| Requirement a |
Rewrite the part of the article on citizen engagement between "Mar 2001 / from" and "for our efforts?", inclusive, with "touchy-feely" swapped for "soft-skill".

| Page text |
+++++
Mar 2001 / from the source :: email this story to a friend
Spinach and Citizen Engagement
By David S. Boyd
FOCUS's mission statement, values, and major roles in the region all
reflect the importance we put on engaging citizens. But why do we place so
much emphasis on all this "touchy-feely" activity? After all, as author
Sherry Arnstein wrote "the idea of citizen participation is a little like
eating spinach no one is against it because it is good for you." And
when it's all over and done with, what do we have to show for our efforts?
Will Friedman of Public Agenda recently wrote that citizen engagement "is
the attempt to involve citizens more fully and thoughtfully in the policy
process as it evolves, not just after the fact. To eliminate this essential
process can foreclose the possibility of developing the common ground and
shared resolve that brings a community's varied resources to bear on a
problem. Public engagement informs leaders about the community's thinking,
preferences and concerns as policies are developed. At the same time, it
helps citizens understand more about the choice their community faces and
the advantages and disadvantages of different courses of action."
The subject of citizen engagement and its corollaries fills volumes.
However, there are some general themes that emerge from much of the
literature. In the interests of space, three are presented below:
- Better Decisions: A well-designed engagement process will help to inform
the issue-to-policy decision process in two ways. First, there is a synergy
in "group-think." In simple terms, when it comes to getting the creative
juices flowing (e.g., generating potential solutions to a problem), one plus
one equals five! When placed in a "safe" environment (usually under the
guidance of a trained facilitator), people have an amazing propensity to
generate new ideas that, as individuals, they may not have been inclined to
produce. Second, the same facilitated environment can be essential to
ensuring that every voice is heard. A trained facilitator will pay close
attention to the proceedings, striving to create a "level playing field", so
that all participants have an equal opportunity to voice their opinions and
that a few don't dominate the discussion. Thus, the diversity of both
opinion and participants is viewed as an asset that contributes to the
overall robustness of the discussion and the decision process.
+++++
| Requirement b |
From the records below, copy out each line that contains the string "railway".
+++++
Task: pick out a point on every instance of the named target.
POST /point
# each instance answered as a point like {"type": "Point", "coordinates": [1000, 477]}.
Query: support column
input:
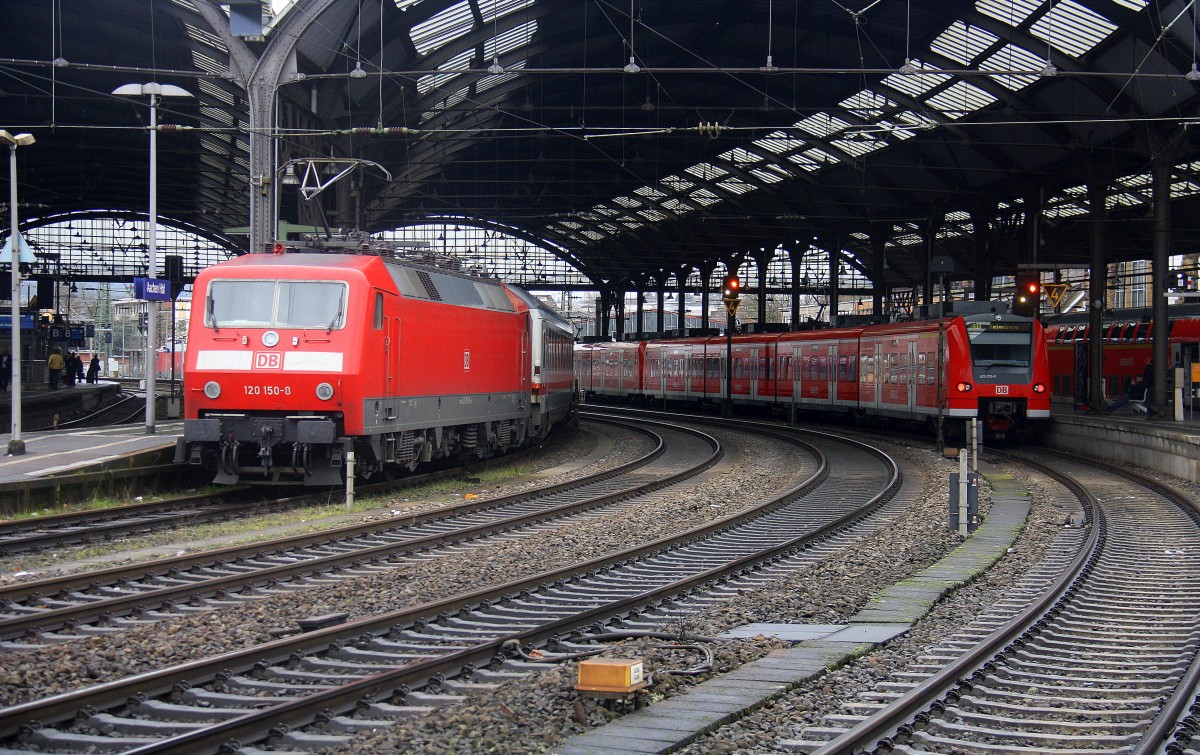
{"type": "Point", "coordinates": [1161, 359]}
{"type": "Point", "coordinates": [879, 264]}
{"type": "Point", "coordinates": [682, 279]}
{"type": "Point", "coordinates": [1097, 287]}
{"type": "Point", "coordinates": [661, 292]}
{"type": "Point", "coordinates": [797, 258]}
{"type": "Point", "coordinates": [834, 249]}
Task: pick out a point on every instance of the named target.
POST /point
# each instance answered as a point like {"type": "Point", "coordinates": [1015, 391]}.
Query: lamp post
{"type": "Point", "coordinates": [16, 445]}
{"type": "Point", "coordinates": [154, 90]}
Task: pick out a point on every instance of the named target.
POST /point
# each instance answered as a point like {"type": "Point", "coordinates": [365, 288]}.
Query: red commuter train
{"type": "Point", "coordinates": [1128, 343]}
{"type": "Point", "coordinates": [993, 366]}
{"type": "Point", "coordinates": [295, 359]}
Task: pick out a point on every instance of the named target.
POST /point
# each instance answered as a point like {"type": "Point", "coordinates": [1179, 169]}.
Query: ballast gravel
{"type": "Point", "coordinates": [538, 712]}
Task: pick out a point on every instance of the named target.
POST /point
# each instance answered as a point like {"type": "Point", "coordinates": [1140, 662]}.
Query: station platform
{"type": "Point", "coordinates": [1158, 442]}
{"type": "Point", "coordinates": [54, 451]}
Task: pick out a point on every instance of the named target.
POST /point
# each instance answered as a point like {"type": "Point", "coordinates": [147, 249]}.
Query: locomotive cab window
{"type": "Point", "coordinates": [276, 304]}
{"type": "Point", "coordinates": [1001, 345]}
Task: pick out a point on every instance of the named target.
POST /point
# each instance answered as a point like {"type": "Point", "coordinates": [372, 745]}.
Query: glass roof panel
{"type": "Point", "coordinates": [963, 43]}
{"type": "Point", "coordinates": [1012, 12]}
{"type": "Point", "coordinates": [511, 40]}
{"type": "Point", "coordinates": [959, 100]}
{"type": "Point", "coordinates": [822, 125]}
{"type": "Point", "coordinates": [707, 171]}
{"type": "Point", "coordinates": [780, 143]}
{"type": "Point", "coordinates": [1013, 58]}
{"type": "Point", "coordinates": [1072, 28]}
{"type": "Point", "coordinates": [917, 84]}
{"type": "Point", "coordinates": [868, 105]}
{"type": "Point", "coordinates": [442, 28]}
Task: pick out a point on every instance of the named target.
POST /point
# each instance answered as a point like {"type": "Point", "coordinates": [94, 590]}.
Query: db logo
{"type": "Point", "coordinates": [268, 360]}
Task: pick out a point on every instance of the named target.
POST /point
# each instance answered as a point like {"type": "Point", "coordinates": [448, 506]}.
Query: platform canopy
{"type": "Point", "coordinates": [633, 137]}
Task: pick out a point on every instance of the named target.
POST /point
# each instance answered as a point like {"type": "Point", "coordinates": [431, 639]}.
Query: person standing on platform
{"type": "Point", "coordinates": [55, 364]}
{"type": "Point", "coordinates": [5, 370]}
{"type": "Point", "coordinates": [69, 370]}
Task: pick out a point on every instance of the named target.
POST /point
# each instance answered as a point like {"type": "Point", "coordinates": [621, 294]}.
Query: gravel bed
{"type": "Point", "coordinates": [570, 454]}
{"type": "Point", "coordinates": [755, 466]}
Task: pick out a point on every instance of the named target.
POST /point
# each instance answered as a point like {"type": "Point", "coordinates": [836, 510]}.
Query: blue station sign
{"type": "Point", "coordinates": [154, 289]}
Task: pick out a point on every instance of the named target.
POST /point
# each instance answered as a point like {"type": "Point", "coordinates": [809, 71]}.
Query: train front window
{"type": "Point", "coordinates": [1001, 345]}
{"type": "Point", "coordinates": [276, 304]}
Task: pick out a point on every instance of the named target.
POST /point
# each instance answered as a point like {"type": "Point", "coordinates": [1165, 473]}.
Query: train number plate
{"type": "Point", "coordinates": [268, 390]}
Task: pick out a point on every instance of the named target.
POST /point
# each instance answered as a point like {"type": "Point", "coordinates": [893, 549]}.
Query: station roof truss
{"type": "Point", "coordinates": [633, 138]}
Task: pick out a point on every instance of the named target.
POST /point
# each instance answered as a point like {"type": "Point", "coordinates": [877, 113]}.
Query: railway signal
{"type": "Point", "coordinates": [1029, 294]}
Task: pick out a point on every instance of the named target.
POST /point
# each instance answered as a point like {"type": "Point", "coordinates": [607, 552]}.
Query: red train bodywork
{"type": "Point", "coordinates": [1127, 349]}
{"type": "Point", "coordinates": [990, 366]}
{"type": "Point", "coordinates": [294, 360]}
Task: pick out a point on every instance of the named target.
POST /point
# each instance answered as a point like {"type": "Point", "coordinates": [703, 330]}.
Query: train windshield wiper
{"type": "Point", "coordinates": [213, 313]}
{"type": "Point", "coordinates": [336, 317]}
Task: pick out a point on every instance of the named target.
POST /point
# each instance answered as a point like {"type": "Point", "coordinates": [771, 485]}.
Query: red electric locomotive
{"type": "Point", "coordinates": [993, 366]}
{"type": "Point", "coordinates": [294, 360]}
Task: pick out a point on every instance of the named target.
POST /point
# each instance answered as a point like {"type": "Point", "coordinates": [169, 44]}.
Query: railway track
{"type": "Point", "coordinates": [72, 606]}
{"type": "Point", "coordinates": [1096, 651]}
{"type": "Point", "coordinates": [321, 688]}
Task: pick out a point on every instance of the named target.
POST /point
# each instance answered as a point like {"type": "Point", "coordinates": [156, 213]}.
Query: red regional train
{"type": "Point", "coordinates": [994, 367]}
{"type": "Point", "coordinates": [1128, 343]}
{"type": "Point", "coordinates": [295, 359]}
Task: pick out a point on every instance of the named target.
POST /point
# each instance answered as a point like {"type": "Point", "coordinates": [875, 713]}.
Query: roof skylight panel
{"type": "Point", "coordinates": [207, 63]}
{"type": "Point", "coordinates": [963, 43]}
{"type": "Point", "coordinates": [651, 192]}
{"type": "Point", "coordinates": [1012, 12]}
{"type": "Point", "coordinates": [1072, 28]}
{"type": "Point", "coordinates": [442, 28]}
{"type": "Point", "coordinates": [736, 186]}
{"type": "Point", "coordinates": [959, 100]}
{"type": "Point", "coordinates": [707, 171]}
{"type": "Point", "coordinates": [822, 125]}
{"type": "Point", "coordinates": [511, 40]}
{"type": "Point", "coordinates": [741, 156]}
{"type": "Point", "coordinates": [1013, 58]}
{"type": "Point", "coordinates": [491, 10]}
{"type": "Point", "coordinates": [868, 105]}
{"type": "Point", "coordinates": [215, 93]}
{"type": "Point", "coordinates": [859, 147]}
{"type": "Point", "coordinates": [678, 207]}
{"type": "Point", "coordinates": [917, 84]}
{"type": "Point", "coordinates": [677, 183]}
{"type": "Point", "coordinates": [489, 82]}
{"type": "Point", "coordinates": [804, 161]}
{"type": "Point", "coordinates": [769, 174]}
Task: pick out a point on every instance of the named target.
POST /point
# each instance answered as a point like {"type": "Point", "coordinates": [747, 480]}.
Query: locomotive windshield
{"type": "Point", "coordinates": [275, 304]}
{"type": "Point", "coordinates": [995, 345]}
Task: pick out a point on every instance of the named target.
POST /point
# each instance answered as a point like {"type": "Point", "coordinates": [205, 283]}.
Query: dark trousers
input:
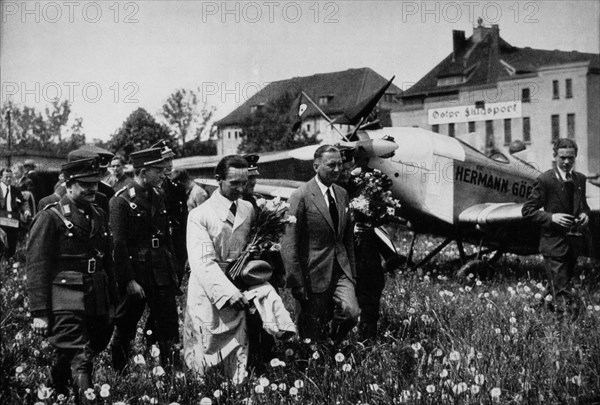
{"type": "Point", "coordinates": [337, 305]}
{"type": "Point", "coordinates": [77, 339]}
{"type": "Point", "coordinates": [163, 310]}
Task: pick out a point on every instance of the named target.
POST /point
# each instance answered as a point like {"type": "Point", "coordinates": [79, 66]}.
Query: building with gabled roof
{"type": "Point", "coordinates": [335, 93]}
{"type": "Point", "coordinates": [490, 90]}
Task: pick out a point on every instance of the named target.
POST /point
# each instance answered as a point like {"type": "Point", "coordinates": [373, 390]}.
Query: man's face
{"type": "Point", "coordinates": [328, 167]}
{"type": "Point", "coordinates": [155, 176]}
{"type": "Point", "coordinates": [250, 184]}
{"type": "Point", "coordinates": [233, 185]}
{"type": "Point", "coordinates": [83, 192]}
{"type": "Point", "coordinates": [565, 158]}
{"type": "Point", "coordinates": [116, 167]}
{"type": "Point", "coordinates": [7, 177]}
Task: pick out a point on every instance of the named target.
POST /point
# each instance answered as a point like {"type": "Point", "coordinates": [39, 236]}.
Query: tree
{"type": "Point", "coordinates": [270, 129]}
{"type": "Point", "coordinates": [182, 113]}
{"type": "Point", "coordinates": [140, 131]}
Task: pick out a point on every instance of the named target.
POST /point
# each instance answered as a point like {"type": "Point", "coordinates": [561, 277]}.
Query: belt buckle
{"type": "Point", "coordinates": [92, 266]}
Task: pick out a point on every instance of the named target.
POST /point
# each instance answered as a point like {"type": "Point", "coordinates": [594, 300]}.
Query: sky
{"type": "Point", "coordinates": [109, 58]}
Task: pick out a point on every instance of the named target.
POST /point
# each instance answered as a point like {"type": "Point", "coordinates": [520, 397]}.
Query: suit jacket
+++++
| Task solution a |
Mar 2001 / from the source :: email this story to a friend
Spinach and Citizen Engagement
By David S. Boyd
FOCUS's mission statement, values, and major roles in the region all
reflect the importance we put on engaging citizens. But why do we place so
much emphasis on all this "soft-skill" activity? After all, as author
Sherry Arnstein wrote "the idea of citizen participation is a little like
eating spinach no one is against it because it is good for you." And
when it's all over and done with, what do we have to show for our efforts?

| Task solution b |
Query: railway signal
Query: railway track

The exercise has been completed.